Aim >>
Copy out the listing below line for line, with no changes.

Materials provided >>
begin

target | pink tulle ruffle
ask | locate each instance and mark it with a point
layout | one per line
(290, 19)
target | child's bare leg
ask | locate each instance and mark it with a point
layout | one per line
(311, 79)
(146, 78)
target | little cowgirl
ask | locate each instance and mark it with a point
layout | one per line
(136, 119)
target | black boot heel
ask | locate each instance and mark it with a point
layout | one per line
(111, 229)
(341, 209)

end

Correct result >>
target | pink tulle ruffle
ask | locate each instance and mark it with a point
layout | one per line
(290, 19)
target | child's bare leg
ask | locate each instance and mark it with a point
layout | one per line
(311, 79)
(146, 78)
target | little cowgirl
ask | locate each instance and mark it with a point
layout | one per line
(136, 119)
target | black boot heel
ask | locate each instance and mark it with a point
layout | one per line
(111, 229)
(341, 209)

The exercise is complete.